**Material provided**
[START]
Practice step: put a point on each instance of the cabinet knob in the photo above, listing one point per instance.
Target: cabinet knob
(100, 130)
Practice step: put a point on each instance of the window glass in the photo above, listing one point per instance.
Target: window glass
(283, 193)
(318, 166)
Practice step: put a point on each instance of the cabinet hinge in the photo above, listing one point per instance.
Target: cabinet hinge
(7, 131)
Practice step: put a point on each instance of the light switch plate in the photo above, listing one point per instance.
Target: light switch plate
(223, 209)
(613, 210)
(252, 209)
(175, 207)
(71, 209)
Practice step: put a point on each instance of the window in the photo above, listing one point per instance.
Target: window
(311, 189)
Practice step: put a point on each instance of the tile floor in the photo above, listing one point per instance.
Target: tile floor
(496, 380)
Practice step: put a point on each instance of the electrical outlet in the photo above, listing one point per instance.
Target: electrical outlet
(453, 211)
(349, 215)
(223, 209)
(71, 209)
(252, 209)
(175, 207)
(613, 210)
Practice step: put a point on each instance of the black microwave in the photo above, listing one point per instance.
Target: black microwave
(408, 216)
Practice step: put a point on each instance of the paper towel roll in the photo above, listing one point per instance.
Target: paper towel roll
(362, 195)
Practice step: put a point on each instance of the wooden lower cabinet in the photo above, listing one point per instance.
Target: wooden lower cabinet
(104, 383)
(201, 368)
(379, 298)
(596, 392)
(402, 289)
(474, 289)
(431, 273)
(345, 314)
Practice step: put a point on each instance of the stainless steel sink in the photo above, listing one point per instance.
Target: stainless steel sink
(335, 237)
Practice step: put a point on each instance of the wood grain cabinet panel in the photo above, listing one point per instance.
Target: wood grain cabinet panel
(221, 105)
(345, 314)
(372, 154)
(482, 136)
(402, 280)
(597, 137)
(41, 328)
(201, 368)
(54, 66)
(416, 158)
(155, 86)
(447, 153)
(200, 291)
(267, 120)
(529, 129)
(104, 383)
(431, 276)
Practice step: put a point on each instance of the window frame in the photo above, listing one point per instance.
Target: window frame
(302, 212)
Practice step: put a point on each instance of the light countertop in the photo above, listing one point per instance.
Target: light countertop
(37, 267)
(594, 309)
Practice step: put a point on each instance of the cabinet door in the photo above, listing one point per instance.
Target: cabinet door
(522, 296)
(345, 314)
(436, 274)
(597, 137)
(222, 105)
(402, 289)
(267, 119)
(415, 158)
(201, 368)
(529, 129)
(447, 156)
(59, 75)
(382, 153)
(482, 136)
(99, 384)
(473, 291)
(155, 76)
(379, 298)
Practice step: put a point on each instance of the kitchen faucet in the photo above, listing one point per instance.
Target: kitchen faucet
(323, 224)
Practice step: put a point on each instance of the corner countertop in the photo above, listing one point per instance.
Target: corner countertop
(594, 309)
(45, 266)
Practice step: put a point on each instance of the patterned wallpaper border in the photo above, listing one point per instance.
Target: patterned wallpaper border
[END]
**Short task**
Starting at the line that has "Practice step: put a point on each instance of the patterned" and running through the end of the material, rewrite those lines with "wallpaper border" swapped for "tile backsplash" and everything else left unchanged.

**Result for this exercise**
Practice step: put a point on each instance of the patterned tile backsplash in the photo above, listing one point per instance.
Target: patterned tile backsplash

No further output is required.